Required action: Please repeat the line that contains "Target: rear bumper" and every line after it, exactly, through the end of the records.
[[ Study material open ]]
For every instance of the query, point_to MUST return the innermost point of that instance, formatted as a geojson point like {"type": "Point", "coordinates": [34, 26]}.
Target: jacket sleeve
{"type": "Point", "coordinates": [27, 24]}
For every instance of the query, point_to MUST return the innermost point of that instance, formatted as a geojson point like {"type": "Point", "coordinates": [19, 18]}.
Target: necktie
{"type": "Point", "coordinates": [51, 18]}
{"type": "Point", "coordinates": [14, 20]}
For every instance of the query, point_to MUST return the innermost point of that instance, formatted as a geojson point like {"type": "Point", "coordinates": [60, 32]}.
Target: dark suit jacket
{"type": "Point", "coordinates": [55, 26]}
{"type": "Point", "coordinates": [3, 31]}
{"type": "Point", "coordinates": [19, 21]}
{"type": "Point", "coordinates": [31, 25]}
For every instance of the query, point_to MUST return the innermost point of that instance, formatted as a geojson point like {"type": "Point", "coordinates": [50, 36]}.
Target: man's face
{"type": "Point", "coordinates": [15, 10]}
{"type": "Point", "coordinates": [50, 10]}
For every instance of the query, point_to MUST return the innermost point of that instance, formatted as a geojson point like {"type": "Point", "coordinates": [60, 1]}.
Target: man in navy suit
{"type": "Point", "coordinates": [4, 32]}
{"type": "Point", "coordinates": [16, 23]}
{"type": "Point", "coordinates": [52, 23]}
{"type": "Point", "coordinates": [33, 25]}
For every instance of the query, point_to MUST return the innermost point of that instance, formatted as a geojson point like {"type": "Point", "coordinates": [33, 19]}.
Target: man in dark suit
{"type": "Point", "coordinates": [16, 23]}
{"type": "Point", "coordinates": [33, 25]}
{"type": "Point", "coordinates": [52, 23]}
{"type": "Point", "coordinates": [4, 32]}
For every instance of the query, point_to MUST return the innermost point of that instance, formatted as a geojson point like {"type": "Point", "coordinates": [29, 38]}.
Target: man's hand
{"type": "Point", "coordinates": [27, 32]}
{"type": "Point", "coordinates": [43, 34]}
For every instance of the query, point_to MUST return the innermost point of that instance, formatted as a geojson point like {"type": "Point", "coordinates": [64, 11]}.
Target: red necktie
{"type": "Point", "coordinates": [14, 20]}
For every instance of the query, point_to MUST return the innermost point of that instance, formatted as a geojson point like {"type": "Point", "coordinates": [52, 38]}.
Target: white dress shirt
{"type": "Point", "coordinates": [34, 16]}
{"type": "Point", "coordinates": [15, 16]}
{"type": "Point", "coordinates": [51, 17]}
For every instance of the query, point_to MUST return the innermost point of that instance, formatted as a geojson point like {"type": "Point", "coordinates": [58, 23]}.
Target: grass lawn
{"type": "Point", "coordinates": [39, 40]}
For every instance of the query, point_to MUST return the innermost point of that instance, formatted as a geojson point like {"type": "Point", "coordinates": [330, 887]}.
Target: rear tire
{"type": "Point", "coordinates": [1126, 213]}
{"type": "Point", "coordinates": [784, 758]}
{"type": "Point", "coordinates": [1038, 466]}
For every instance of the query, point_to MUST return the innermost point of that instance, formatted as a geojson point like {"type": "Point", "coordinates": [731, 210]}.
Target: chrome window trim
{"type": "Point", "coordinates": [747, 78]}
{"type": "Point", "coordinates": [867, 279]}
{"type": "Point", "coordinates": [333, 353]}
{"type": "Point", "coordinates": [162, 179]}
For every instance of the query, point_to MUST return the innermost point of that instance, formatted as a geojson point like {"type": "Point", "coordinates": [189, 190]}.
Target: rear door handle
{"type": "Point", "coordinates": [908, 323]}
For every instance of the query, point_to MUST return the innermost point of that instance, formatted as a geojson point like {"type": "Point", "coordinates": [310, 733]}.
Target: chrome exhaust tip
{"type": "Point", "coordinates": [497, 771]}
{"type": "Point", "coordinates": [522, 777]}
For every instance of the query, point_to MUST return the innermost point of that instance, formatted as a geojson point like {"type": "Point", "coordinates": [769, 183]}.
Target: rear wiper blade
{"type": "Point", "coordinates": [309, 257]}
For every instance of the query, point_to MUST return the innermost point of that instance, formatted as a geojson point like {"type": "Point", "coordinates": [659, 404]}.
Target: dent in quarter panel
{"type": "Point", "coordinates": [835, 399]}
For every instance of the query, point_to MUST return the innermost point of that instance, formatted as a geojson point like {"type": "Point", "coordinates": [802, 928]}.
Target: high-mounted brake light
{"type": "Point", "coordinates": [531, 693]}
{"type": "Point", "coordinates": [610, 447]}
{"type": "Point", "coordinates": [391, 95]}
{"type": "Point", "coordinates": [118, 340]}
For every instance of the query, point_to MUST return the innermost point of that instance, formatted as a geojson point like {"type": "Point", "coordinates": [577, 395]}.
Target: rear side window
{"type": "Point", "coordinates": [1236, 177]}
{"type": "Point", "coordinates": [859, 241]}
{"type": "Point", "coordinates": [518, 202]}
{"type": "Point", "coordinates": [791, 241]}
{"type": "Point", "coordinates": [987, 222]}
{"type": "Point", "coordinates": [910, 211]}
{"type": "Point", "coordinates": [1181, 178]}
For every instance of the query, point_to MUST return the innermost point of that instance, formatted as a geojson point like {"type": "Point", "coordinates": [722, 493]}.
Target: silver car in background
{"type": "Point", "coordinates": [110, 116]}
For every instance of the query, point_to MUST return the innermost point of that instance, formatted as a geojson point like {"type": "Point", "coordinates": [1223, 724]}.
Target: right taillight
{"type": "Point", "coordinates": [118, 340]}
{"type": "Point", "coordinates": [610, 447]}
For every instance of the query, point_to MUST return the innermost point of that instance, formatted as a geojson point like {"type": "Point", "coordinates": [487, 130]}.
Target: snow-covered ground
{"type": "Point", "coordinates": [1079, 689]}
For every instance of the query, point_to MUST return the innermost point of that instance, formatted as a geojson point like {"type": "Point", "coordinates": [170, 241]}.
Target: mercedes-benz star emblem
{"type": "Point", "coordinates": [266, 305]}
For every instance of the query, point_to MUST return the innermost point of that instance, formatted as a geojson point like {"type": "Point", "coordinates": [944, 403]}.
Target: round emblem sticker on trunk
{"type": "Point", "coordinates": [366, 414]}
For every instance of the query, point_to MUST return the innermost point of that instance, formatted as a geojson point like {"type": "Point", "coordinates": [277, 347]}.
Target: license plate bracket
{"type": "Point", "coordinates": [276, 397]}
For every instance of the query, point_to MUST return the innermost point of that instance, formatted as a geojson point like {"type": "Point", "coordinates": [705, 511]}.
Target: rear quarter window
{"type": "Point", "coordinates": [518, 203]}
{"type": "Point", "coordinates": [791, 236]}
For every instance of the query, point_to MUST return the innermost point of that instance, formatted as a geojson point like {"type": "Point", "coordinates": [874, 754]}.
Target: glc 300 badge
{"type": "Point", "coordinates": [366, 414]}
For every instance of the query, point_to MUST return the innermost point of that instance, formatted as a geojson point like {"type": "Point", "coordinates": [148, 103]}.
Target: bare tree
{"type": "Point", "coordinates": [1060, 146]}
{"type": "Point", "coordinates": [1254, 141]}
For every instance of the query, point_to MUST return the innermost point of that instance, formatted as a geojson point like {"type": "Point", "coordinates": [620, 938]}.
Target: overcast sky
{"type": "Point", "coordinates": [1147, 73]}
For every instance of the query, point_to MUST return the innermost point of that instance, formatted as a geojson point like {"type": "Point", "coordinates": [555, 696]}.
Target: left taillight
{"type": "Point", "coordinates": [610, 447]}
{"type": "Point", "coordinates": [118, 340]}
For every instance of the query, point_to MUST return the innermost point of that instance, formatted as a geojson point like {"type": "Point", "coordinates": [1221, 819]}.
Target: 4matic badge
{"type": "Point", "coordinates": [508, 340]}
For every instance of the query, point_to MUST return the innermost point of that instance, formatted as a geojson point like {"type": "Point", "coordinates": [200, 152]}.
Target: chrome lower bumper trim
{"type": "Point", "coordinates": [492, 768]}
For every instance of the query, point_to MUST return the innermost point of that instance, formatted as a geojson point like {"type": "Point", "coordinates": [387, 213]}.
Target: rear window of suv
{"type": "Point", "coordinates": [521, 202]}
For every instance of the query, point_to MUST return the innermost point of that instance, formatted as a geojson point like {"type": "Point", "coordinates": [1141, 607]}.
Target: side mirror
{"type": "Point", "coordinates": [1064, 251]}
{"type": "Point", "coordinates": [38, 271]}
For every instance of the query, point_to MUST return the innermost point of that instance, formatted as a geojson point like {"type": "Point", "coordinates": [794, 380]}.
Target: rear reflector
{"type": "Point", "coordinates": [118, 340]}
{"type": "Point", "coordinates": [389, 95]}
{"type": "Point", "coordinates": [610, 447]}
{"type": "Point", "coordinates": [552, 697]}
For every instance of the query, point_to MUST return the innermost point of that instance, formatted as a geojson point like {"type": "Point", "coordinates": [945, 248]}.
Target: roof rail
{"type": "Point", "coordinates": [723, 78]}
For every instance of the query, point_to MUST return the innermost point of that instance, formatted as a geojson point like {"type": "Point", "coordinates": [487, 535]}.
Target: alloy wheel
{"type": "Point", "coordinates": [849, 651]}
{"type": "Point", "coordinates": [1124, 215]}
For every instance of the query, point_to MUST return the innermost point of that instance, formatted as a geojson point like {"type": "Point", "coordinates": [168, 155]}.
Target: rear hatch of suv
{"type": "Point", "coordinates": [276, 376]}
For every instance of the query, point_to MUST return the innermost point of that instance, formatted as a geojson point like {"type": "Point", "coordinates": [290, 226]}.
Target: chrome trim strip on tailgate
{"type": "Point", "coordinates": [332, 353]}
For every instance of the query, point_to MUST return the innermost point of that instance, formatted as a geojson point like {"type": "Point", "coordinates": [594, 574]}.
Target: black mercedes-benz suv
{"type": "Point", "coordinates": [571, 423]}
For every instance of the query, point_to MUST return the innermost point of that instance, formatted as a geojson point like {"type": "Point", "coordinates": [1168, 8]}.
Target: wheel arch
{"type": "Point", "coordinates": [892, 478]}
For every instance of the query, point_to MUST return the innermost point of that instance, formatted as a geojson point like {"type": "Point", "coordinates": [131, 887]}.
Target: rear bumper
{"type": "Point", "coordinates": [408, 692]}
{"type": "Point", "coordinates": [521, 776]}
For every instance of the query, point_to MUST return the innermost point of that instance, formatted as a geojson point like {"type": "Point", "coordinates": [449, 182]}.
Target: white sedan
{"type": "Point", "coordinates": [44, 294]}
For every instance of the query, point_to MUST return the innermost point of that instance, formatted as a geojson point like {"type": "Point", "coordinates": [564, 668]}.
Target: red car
[[ Study material closed ]]
Result:
Target: rear bumper
{"type": "Point", "coordinates": [408, 692]}
{"type": "Point", "coordinates": [521, 776]}
For every instance of the query, point_to MUST return the innermost point of that instance, formatted as a geojson point like {"type": "Point", "coordinates": [449, 182]}.
Target: white sedan
{"type": "Point", "coordinates": [44, 294]}
For every instance of the query, point_to MUST return the innermost point of that instance, formatted as a geojson point like {"type": "Point", "coordinates": [564, 668]}.
Target: red car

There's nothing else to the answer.